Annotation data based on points
----------------
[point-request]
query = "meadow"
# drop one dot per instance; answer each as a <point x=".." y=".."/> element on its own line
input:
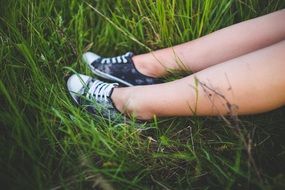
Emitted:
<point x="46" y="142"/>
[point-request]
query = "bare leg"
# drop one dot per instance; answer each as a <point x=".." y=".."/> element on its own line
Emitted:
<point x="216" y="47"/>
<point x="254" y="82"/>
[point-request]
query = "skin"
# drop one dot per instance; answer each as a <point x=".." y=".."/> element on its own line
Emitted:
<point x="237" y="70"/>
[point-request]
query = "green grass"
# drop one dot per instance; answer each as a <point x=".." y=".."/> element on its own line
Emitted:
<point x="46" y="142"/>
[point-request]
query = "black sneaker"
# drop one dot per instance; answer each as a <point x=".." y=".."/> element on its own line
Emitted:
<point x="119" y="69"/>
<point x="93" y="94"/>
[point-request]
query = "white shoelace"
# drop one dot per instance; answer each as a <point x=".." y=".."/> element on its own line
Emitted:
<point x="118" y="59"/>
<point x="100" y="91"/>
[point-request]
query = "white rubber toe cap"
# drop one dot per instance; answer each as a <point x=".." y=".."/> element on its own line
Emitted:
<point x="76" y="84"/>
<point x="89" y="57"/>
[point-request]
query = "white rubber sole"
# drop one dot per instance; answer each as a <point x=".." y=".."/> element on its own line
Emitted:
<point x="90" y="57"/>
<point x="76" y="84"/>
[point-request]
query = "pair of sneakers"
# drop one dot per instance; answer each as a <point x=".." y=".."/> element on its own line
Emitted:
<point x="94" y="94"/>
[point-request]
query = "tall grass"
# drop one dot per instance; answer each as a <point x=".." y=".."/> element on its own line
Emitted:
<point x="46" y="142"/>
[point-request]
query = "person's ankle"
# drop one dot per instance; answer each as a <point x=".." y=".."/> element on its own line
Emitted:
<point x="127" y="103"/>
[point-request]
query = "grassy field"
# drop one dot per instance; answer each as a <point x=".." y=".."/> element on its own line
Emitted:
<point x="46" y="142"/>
----------------
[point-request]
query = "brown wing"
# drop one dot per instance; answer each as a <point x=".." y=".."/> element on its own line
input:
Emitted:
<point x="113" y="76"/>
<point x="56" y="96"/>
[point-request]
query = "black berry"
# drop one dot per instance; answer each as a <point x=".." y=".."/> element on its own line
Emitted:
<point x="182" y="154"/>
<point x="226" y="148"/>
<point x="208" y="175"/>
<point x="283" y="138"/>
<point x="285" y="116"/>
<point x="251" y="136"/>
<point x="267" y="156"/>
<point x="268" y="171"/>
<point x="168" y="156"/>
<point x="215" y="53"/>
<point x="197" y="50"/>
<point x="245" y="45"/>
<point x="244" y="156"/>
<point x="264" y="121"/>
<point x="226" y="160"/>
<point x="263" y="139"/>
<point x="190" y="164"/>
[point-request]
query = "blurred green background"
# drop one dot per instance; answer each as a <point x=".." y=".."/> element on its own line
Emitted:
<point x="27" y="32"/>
----------------
SHORT TASK. Gather every line in the listing above that contains the string "rubber". Uppercase and lowercase letters count as different.

EXERCISE RESPONSE.
query = "white rubber toe cap"
query = "white rubber sole"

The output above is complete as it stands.